ИЗБРАННЫЙ ТЕКСТ
Активную поисковую деятельность я продолжал примерно до конца девяностых годов. В дальнейшем, после обзаведения семьей и детьми, делать это стало значительно трудней. Впрочем, были и другие причины: более-менее доступную территорию (в радиусе примерно нескольких сотен километров от Екатеринбурга) я к тому времени уже успел изучить, и вдобавок, число паровозов и старых вагонов на сети железных дорог именно тогда очень резко стало сокращаться…
Главным направлением моей деятельности к тому времени стало написание статей по истории железных дорог, в первую очередь — для журнала «Локотранс». Всегда считал и считаю, что прекращение его выхода 10 лет назад стало нашей подлинной бедой, свидетельством глубокого упадка, переживаемого отечественным любительским движением, поскольку интернет-форумы на самом деле занимают совсем другую нишу и мало пригодны для размещения серьезных исторических публикаций.
Но вернемся к результатам моих поисков, предпринятых в предшествующий период. — С конца семидесятых до конца девяностых годов мне удалось найти целый ряд интересных в историческом отношении единиц подвижного состава, которые ныне находятся в музеях от Бреста до Новосибирска и от Норильска до Ростова-на-Дону. Если ограничиться только локомотивами (причем лишь теми, которые были сохранены), то в их число, в частности, входят:

— паровозы Ь-2012 (депо Рославль), Эш-4192 (трест «Кандалакштрансстрой») и несколько Су, включая самый старый из уцелевших: 206-48 (подъездные пути в г. Острове);
— тепловозы ТЭ5-20-032 (трест «Южуралтрансстрой») и МГ2-037 (Екатеринбургский путевой ремонтно-механический завод);

— мотовоз Мз/2-934 (ПМС-87 Великие Луки);
— электровозы В-«Савельяно» (Магнитогорский металлургический комбинат);
— узкоколейные паровозы П24-7 (Зеленодольский шпалопропиточный завод), ВП4-1337 и ВП4-2097 (учреждение АБ-239/5 в пос. Пуксинка)…
Отмечу, в связи с этим, что были люди, узнавшие о некоторых из этих локомотивов (например, Ь-2012) независимо от меня (и, вероятно, несколько раньше). Однако, информация, сыгравшая решающую роль в их сохранении, была получена музейными сотрудниками именно от меня.
Впрочем, как мне кажется, главную свою находку я так и не сделал. В этой связи вспоминается старая шутка про мальчика, победившего в школьной викторине по зоологии, который заявил, что у страуса три ноги, тогда как остальные ученики ответили, что четыре! И я в полной мере могу отнести на свой счет слова, сказанные в свое время одним очень известным в любительском движении человеком (цитирую в вольном пересказе), о том, что его жизнь сплошь состоит из упущенных возможностей…
И все же, подводя некоторые предварительные итоги своей собственной жизни (к чему мой возраст уже располагает), я могу сказать, что деятельность по поиску музейных образцов ж-д техники представляет собой одну из тех страниц, которые позволяют сказать, что эта жизнь была прожита не зря.

СОБРАННЫЕ СВЕДЕНИЯ
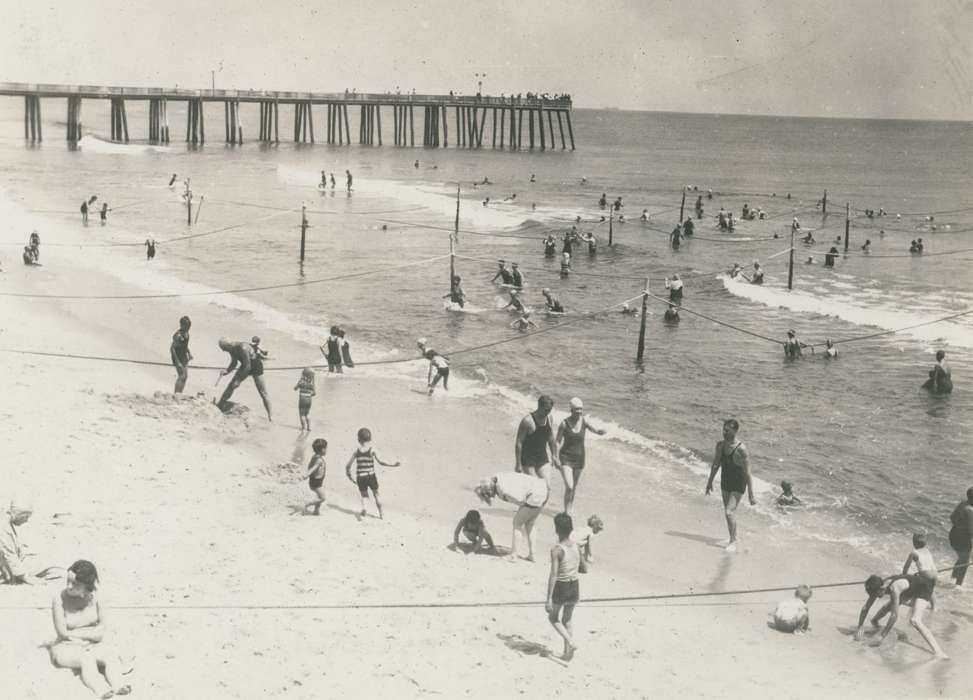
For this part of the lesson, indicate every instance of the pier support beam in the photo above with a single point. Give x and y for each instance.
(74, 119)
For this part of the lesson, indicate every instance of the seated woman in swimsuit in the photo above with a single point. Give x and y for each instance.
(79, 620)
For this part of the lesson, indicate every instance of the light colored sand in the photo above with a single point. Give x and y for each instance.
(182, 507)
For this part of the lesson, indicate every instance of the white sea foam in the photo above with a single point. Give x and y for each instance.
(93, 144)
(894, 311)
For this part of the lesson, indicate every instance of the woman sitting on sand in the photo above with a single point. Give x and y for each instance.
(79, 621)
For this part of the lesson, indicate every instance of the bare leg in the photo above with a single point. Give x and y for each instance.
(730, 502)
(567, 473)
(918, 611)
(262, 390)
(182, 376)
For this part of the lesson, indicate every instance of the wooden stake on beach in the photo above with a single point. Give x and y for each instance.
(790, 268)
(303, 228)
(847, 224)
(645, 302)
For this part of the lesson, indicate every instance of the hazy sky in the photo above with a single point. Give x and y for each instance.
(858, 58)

...

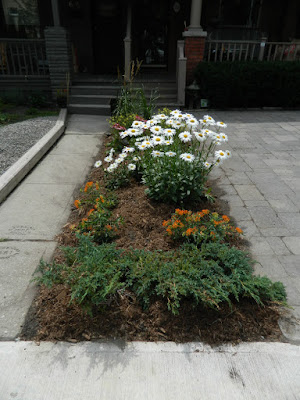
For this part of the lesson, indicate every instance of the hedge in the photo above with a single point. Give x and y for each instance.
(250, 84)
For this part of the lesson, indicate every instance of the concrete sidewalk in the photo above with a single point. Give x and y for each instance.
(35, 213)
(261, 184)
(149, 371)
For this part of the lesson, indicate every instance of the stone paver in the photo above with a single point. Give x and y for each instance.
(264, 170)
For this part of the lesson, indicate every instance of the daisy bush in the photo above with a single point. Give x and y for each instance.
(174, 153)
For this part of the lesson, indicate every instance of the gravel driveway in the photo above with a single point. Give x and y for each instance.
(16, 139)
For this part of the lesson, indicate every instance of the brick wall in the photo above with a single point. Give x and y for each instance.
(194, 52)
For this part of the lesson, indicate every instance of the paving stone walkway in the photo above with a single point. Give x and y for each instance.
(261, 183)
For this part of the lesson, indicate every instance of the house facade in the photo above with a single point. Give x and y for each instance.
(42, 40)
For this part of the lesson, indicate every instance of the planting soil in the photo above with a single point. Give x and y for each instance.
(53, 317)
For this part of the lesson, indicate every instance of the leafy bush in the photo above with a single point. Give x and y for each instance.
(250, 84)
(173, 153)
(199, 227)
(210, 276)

ЗАДАНИЕ
Для какого журнала автор текста о поисках старых локомотивов в первую очередь писал статьи по истории железных дорог?

ПИСЬМЕННЫЙ ОТВЕТ
Для журнала «Локотранс».